Day 254 Patrimonio to Macinaggio, Corsica.

Last night, we ate in a charming little restaurant just along from our hotel. The waiter was jolly, but seemed to be struggling to understand our tourist French. At the end of the meal, as we were paying, it became clear why we had been struggling to communicate. It was because, in fact, the waiter spoke Italian. Despite being under French rule since 1769, the island had formerly been ruled first by the city state of Pisa, then it’s arch rivals the Genoese. Even today, there is a bit of a north-south divide, with the Italian influence predominating in the north, and the French in the south. Although French is the official language, in the north, many still speak Italian, and many more speak Corsican. The latter experienced a revival in the 1970s with the rise of nationalism, and now approximately 70% of islanders can speak Corsican fluently, a Latin-based language, resembling Romanian.

* _Records provided_
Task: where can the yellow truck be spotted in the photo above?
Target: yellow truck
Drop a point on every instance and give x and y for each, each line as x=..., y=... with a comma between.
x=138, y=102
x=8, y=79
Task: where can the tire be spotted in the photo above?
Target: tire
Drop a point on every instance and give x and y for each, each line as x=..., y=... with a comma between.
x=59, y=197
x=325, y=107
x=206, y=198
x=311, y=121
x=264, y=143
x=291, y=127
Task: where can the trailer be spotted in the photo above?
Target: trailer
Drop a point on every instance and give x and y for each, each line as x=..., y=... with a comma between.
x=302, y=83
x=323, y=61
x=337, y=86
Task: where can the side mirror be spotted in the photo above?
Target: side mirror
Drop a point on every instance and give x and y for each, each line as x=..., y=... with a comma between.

* _Problems to work on_
(a) Output everything in the Corsica diary entry from "Last night, we" down to "language, resembling Romanian.".
(b) Answer these questions using the Corsica diary entry.
(i) What language did the waiter at the restaurant actually speak?
(ii) Since what year has Corsica been under French rule?
(iii) Roughly what percentage of islanders can now speak Corsican fluently?
(c) Resume the Corsica diary entry after its final sentence.
The items were taken from a different source than the Corsica diary entry.

* _Numbered answers_
(a)
Last night, we ate in a charming little restaurant just along from our hotel. The waiter was jolly, but seemed to be struggling to understand our tourist French. At the end of the meal, as we were paying, it became clear why we had been struggling to communicate. It was because, in fact, the waiter spoke Italian. Despite being under French rule since 1769, the island had formerly been ruled first by the city state of Pisa, then it’s arch rivals the Genoese. Even today, there is a bit of a north-south divide, with the Italian influence predominating in the north, and the French in the south. Although French is the official language, in the north, many still speak Italian, and many more speak Corsican. The latter experienced a revival in the 1970s with the rise of nationalism, and now approximately 70% of islanders can speak Corsican fluently, a Latin-based language, resembling Romanian.

(b)
(i) Italian.
(ii) 1769.
(iii) Approximately 70%.

(c)
Today, after a leisurely breakfast, all four of us packed into Oscar to explore the north of Corsica. It felt strange to have four of us in the van, but despite all our stuff, we managed to squeeze in comfortably. First stop was the lovely harbour town of Saint Florent, situated on the north-west coast of Corsica. We took a walk along the harbour wall, the marina jammed with expensive looking boats. On returning to the town, we walked up to the Citadel, a circular bastion originally built in 1439 for the Genoese governors, but re-built following bombardment by Nelson’s fleet in 1794. By now, the heat was getting to us all, so we re-traced our steps back into the cooler alleyways of the town, and sought refuge in a shady cafe overlooking a pleasant square with a fountain for our morning coffee.

Duly refreshed, we quickly sourced a Corsican flag for Oscar, an odd affair with a black Moor’s head wearing a bandana, on a white background, and continued on our way.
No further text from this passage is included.